● Assignment:
Please output the entries below without altering a single character.

● Records to use:

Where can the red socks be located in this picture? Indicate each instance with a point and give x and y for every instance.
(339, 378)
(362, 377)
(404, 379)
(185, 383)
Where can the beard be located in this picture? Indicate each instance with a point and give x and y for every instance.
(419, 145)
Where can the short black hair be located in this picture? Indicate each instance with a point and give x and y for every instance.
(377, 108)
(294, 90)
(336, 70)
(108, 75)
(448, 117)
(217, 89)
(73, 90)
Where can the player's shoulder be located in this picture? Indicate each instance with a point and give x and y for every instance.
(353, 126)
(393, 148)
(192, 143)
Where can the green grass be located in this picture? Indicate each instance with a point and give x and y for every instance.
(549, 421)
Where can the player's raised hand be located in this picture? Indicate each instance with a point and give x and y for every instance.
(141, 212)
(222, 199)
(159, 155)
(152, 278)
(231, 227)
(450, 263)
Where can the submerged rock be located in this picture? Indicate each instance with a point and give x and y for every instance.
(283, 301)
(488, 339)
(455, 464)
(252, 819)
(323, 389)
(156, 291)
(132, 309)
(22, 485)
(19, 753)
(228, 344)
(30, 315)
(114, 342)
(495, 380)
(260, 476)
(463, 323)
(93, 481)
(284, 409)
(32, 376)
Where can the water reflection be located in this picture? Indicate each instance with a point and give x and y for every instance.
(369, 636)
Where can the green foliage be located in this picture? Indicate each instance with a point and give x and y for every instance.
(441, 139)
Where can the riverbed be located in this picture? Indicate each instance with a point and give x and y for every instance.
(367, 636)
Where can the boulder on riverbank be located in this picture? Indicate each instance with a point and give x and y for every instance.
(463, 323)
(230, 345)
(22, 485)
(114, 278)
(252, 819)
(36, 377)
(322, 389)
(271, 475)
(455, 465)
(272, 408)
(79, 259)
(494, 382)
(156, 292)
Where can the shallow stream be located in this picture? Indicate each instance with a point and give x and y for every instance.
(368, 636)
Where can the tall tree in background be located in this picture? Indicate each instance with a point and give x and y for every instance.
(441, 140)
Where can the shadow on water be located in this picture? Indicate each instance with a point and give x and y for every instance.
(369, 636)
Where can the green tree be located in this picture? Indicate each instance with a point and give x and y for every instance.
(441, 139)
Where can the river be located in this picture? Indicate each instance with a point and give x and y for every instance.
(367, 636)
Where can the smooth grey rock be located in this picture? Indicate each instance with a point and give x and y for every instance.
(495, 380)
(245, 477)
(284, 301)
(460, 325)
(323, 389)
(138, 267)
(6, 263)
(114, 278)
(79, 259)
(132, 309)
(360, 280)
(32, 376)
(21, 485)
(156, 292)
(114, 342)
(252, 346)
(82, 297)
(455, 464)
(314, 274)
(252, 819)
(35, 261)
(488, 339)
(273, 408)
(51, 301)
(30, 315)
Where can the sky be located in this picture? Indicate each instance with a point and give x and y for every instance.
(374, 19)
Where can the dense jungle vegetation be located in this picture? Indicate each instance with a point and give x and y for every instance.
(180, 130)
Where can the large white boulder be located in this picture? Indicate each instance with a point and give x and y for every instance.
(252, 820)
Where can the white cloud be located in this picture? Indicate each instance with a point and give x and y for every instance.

● Answer box:
Where can the red socks be located in this picture? Indicate each instance with a point and give x and y for every instance.
(339, 378)
(362, 377)
(404, 379)
(185, 383)
Where can the beard be located in this picture? Indicate each instance with a point and give x and y for every instance.
(419, 145)
Where can the short black hair be located in this picture? Indicate each instance with a point and give x and y for every instance.
(377, 108)
(294, 90)
(336, 70)
(108, 75)
(448, 117)
(217, 89)
(73, 90)
Where can the player's shoulder be located in this picture? Indicate each instance with a point and give x and y for every instance.
(353, 126)
(393, 148)
(192, 143)
Where can the green grass be located in this picture? Indicate each instance with a point and give x and y for every instance.
(549, 421)
Where can the player's raised hand be located in this picture? Indicate each instance with a point and give x and y for every instance.
(141, 212)
(222, 199)
(159, 155)
(152, 278)
(231, 227)
(450, 263)
Where can the submerged rock be located in this picture? Indicate each instance with a point and give x and y for every instance.
(283, 301)
(488, 339)
(455, 464)
(252, 819)
(323, 389)
(156, 291)
(132, 309)
(22, 485)
(19, 753)
(228, 344)
(30, 315)
(114, 342)
(495, 380)
(260, 476)
(463, 323)
(93, 481)
(284, 409)
(32, 376)
Where can the water reflection be located in this picture? Indicate each instance with a point and give x and y for every instance.
(369, 636)
Where can the green foliage be located in this picture? Indicate each instance with a point and give x and y for every instance.
(441, 139)
Where can the riverbed be located in this picture? Indicate each instance with a point and give x and y for every instance.
(367, 636)
Where can the boulder on riverbank be located in this picture? Indicate each instance with a point and give x and y for every instance.
(463, 323)
(230, 345)
(22, 485)
(114, 278)
(252, 819)
(36, 377)
(322, 389)
(271, 475)
(455, 465)
(272, 408)
(79, 259)
(494, 382)
(156, 292)
Where can the shallow stream be located in this picture? Indicate each instance with a point and give x and y for every instance.
(368, 636)
Where can the tall tree in background be located in this picture? Indicate each instance with a point and give x and y for every instance.
(441, 140)
Where can the shadow on water be located in this picture? Indicate each instance with a point and give x and y for every instance.
(369, 636)
Where can the green tree be located in this picture? Indicate each instance with a point and give x and y for every instance.
(441, 139)
Where can the river be located in this picture? Indicate each instance with a point and give x and y for every instance.
(367, 636)
Where can the smooth grey rock be located in this picture? Indicate each instance with a point and give x and y for every instance.
(495, 380)
(245, 477)
(284, 301)
(460, 325)
(323, 389)
(138, 267)
(6, 263)
(114, 278)
(79, 259)
(132, 309)
(360, 280)
(32, 376)
(21, 485)
(156, 292)
(114, 342)
(252, 346)
(82, 297)
(455, 464)
(314, 274)
(252, 819)
(35, 261)
(488, 339)
(273, 408)
(51, 301)
(30, 315)
Where can the sky be located in this picture? Indicate each instance with a point and give x and y for every instance.
(374, 19)
Where can the dense jungle vegetation be located in this picture? Indicate each instance with a point and give x and y for every instance.
(180, 130)
Where can the large white boulder be located in this picture? Indicate each instance with a point and give x and y for every instance.
(252, 820)
Where can the white cloud be located in this picture? Indicate each instance with a point and give x and y for every instance.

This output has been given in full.